» **REQUIRED ACTION**:
Repeat the records. Leave nothing out.

» **RECORD SET**:

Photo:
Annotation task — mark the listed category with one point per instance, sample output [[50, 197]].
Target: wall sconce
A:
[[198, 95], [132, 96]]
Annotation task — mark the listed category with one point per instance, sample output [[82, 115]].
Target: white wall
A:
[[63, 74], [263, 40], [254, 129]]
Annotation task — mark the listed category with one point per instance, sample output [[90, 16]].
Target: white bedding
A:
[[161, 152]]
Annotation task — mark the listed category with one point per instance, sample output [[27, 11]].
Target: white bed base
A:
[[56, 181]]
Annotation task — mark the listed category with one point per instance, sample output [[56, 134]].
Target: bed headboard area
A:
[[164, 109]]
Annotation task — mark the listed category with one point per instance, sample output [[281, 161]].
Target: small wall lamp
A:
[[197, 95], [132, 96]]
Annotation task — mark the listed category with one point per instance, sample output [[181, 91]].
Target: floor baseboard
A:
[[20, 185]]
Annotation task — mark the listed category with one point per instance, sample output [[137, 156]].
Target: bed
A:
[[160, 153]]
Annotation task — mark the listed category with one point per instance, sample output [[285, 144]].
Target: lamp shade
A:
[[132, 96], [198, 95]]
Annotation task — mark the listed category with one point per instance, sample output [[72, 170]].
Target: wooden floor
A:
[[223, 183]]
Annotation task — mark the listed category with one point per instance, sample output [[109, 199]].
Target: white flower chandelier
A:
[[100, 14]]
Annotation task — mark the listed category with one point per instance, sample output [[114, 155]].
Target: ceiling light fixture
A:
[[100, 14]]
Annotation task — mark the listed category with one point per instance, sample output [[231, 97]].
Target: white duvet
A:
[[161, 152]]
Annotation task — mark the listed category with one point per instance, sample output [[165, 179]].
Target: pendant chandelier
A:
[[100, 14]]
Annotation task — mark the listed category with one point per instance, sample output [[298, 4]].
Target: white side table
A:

» **RESULT FOR THIS TASK**:
Photo:
Annotation task — mark the listed category with one point per instance, sample output [[50, 197]].
Target: wall sconce
A:
[[198, 95], [132, 96]]
Annotation task — mark the listed category with one point per instance, sample output [[82, 115]].
Target: white wall
A:
[[63, 74], [263, 40], [254, 129]]
Annotation task — mark the listed category with one point per instance, sample output [[90, 16]].
Target: white bedding
A:
[[161, 152]]
Annotation task — mark the listed category with one point per instance, sample output [[27, 11]].
Target: white bed base
A:
[[56, 181]]
Annotation task — mark the listed category with one point per instance, sample output [[56, 134]].
Target: bed headboard area
A:
[[164, 109]]
Annotation task — mark the listed category with one point per instance, sample output [[281, 161]].
Target: small wall lamp
A:
[[197, 95], [132, 96]]
Annotation task — mark the listed category with one point per instance, sample output [[181, 91]].
Target: floor baseboard
A:
[[20, 185]]
Annotation task — mark the listed category with one point per instance, sample output [[137, 156]].
Target: bed
A:
[[160, 153]]
Annotation task — mark the listed category with one point per instance, sample output [[285, 144]].
Target: lamp shade
A:
[[132, 96], [198, 95]]
Annotation task — mark the listed category with one point per instance, sample output [[72, 170]].
Target: wooden floor
A:
[[223, 183]]
Annotation task — mark the listed category with one point per instance, sample output [[109, 199]].
Target: white flower chandelier
A:
[[100, 14]]
Annotation task — mark the listed category with one point per instance, sample output [[114, 155]].
Target: ceiling light fixture
A:
[[100, 14]]
Annotation task — mark the listed category with one point per instance, sample output [[231, 97]].
Target: white duvet
A:
[[161, 152]]
Annotation task — mark the listed category with one point per instance, sample output [[165, 179]].
Target: pendant chandelier
A:
[[100, 14]]
Annotation task — mark the listed category with one point per instance, sample output [[298, 4]].
Target: white side table
A:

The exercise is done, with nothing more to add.